PAGE TEXT
..............................

On Thu, 20 Dec 2018 14:21:32 -0800
Jonathan Lemon <jonathan.le...@gmail.com> wrote:

> Return pfmemalloc pages back to the page allocator, instead of holding them
> in the page pool.
> 
> Signed-off-by: Jonathan Lemon <jonathan.le...@gmail.com>
> ---
>  net/core/page_pool.c | 2 +-
>  1 file changed, 1 insertion(+), 1 deletion(-)
> 
> diff --git a/net/core/page_pool.c b/net/core/page_pool.c
> index 43a932cb609b..364b893be66f 100644
> --- a/net/core/page_pool.c
> +++ b/net/core/page_pool.c
> @@ -233,7 +233,7 @@ void __page_pool_put_page(struct page_pool *pool,
>        *
>        * refcnt == 1 means page_pool owns page, and can recycle it.

..............................

RECORDS FOR THE EXERCISE
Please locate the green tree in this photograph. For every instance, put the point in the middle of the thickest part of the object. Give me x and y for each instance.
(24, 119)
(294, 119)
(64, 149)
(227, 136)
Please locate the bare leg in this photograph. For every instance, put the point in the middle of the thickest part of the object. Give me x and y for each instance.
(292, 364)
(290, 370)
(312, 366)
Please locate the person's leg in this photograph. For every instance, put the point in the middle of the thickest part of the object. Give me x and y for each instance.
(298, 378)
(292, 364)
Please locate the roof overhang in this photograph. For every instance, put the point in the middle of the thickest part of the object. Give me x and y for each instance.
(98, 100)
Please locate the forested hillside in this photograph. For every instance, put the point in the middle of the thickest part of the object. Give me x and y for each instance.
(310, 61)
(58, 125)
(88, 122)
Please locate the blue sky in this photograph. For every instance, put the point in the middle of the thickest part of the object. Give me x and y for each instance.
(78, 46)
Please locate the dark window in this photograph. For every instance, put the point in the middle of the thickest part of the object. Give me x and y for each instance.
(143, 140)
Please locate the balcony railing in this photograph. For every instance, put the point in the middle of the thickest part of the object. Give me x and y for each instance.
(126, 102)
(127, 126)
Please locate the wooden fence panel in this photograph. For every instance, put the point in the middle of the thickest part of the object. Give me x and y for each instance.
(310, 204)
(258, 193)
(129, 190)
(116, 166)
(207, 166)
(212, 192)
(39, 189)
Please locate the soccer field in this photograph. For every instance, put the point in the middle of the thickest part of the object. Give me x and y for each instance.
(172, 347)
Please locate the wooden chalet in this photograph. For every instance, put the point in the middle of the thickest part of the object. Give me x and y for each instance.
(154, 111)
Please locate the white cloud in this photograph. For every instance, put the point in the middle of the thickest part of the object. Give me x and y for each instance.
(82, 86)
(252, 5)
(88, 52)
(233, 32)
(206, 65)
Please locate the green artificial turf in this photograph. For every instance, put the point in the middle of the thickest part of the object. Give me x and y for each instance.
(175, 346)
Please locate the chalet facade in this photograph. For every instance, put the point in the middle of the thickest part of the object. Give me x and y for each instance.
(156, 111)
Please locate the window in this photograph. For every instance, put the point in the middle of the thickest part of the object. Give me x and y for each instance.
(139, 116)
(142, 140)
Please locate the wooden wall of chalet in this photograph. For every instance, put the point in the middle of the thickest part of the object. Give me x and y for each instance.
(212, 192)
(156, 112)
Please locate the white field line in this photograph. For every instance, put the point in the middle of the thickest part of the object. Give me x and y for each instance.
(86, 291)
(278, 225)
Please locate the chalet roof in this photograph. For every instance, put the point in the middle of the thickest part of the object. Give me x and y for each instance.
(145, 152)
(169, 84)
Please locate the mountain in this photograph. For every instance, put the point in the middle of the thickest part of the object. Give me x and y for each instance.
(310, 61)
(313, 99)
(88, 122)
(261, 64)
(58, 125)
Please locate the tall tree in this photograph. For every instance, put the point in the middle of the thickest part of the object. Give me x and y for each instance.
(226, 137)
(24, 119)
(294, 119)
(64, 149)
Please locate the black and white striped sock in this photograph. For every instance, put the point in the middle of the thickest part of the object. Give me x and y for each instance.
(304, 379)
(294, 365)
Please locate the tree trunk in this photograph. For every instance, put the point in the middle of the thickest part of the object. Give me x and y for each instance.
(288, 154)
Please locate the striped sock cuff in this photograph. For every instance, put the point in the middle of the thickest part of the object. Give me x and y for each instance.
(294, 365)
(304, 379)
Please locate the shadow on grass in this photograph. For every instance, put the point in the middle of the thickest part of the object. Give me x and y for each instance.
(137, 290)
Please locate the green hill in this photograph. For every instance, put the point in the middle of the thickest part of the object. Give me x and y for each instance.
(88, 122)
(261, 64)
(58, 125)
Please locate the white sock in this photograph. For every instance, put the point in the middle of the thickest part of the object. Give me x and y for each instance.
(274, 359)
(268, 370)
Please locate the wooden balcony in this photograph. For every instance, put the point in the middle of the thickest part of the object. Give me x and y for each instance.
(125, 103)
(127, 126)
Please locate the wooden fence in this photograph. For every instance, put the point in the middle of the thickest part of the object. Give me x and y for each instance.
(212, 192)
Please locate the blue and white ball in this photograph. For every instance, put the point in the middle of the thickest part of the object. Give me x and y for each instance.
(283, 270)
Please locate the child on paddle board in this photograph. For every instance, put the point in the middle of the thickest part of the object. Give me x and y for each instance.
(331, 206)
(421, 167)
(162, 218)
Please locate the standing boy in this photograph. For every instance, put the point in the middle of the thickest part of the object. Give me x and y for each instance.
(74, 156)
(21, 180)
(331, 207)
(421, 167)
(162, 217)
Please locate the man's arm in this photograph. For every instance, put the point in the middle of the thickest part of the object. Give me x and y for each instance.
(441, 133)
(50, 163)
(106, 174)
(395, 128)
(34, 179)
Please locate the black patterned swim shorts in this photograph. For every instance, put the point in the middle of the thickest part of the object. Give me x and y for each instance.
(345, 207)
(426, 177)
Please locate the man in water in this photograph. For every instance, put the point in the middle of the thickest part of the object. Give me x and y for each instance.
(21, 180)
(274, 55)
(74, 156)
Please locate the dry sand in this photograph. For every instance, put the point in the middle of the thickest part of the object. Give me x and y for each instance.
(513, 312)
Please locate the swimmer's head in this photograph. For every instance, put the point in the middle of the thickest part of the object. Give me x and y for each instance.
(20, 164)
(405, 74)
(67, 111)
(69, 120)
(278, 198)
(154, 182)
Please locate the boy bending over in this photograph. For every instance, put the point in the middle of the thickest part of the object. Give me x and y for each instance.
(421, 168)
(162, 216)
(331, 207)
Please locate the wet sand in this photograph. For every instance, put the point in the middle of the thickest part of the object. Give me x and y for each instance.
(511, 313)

..............................

PROBLEMS TO WORK ON
• A. From the patch email, list every distinct form in which the path of the changed file is written.
• B. How many lines of the listing contain the string "tree"? Case counts. Give only the number.

SOLUTIONS TO EACH TASK
• A.
net/core/page_pool.c
a/net/core/page_pool.c
b/net/core/page_pool.c

• B. 3